++++ Text segment ++++

# Zempoala's Cliff



## ubaca (Feb 9, 2008)

*Zempoala's Cliff * (Mexico)

*Aquarium:*
W30xD25xH28 (cm) - 21 lts
*Lighting:*
hqi 2x70 w 10 k 
*Substrate:*
ADA Aqua Soil Amazonia
*Ferts & CO2:*
Flourish Excel, Flourish Nitrogen, Flourish Phosphorus, Flourish Iron, Flourish Potasio, Flourish Trace, Flourish, pressurized CO2 0.5bps
*Filtration:*
Eden 505
*Plants:*
Hemianthus callitrichoides "Cuba", Eleocharis parvula, Eleocharis _sp_. and Vesicularia Ferriei "weeping moss"
*Animals:*
Carnegiella strigata, Otocinclus affinis, Neocaridina heteropoda _cf_ cherry


----------



## Navarro (Feb 12, 2004)

I was surprised to see the name of your layout for I have been in zempoala collecting plants 20 years ago.
the hardscape was well executed for the size of the tank.
The stone are I think well balnced perhaps a little bigger stone in the right side would have define the space better.

++++

- [Set exercise 1]
In the Zempoala's Cliff thread, which filter is listed for the tank?
- [Set exercise 2]
Extend the Zempoala's Cliff thread, starting after its final sentence.
The lines that come next have no connection to the aquascape thread.

++++ Data shown ++++

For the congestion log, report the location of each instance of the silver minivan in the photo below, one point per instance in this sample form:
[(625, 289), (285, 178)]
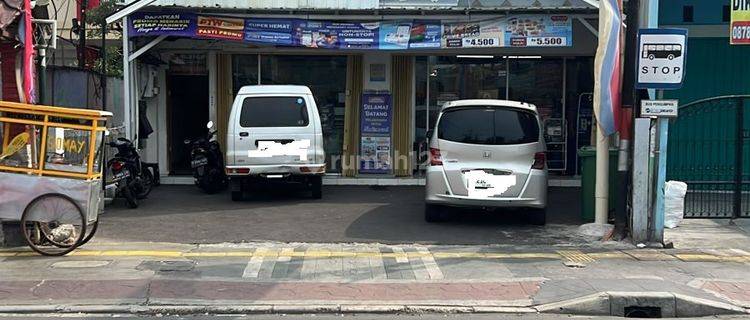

++++

- [Task output 1]
Eden 505

- [Task output 2]
As for the plants I would like to see the hair grass more dense and to help the tank look more mature; the moss on the rocks I find it to be the dominant plant in your layout but the HC is completely lost you really have to look for it in the picture.
Over all is a clean layout with good use of the space. I suggest to pay more attention in your foreground in you next layout to improve the look of your design.
Oroginality 15
Cleanliness 20
Composition 15
Difficulty 10


----------



## Phil Edwards (Jan 22, 2004)

Originality 10
Cleanliness 23
Composition 21
Difficulty 5


----------



## orlando (Feb 14, 2007)

Nice tank.

Originality 13
Cleanliness 20
Composition 12
Difficulty 12


----------



## davemonkey (Mar 29, 2008)

Total Score

Originality - 38
Cleanliness - 63
Composition -48
Difficulty - 27

Members' Choice Points - 10

Total - 186


----------



## Molch (Nov 10, 2010)

wowsa. That one's my favorite. It just makes you want to climb up that crevice into the hills....


----------



## SGM (Apr 4, 2010)

Very cool


----------



## ThoHell (Jan 9, 2011)

dang that's some clean water!


----------



## 2in10 (Sep 5, 2010)

Gorgeous


----------



## wamblee2003 (May 20, 2004)

Very well done.


----------



## Briene24 (Feb 13, 2011)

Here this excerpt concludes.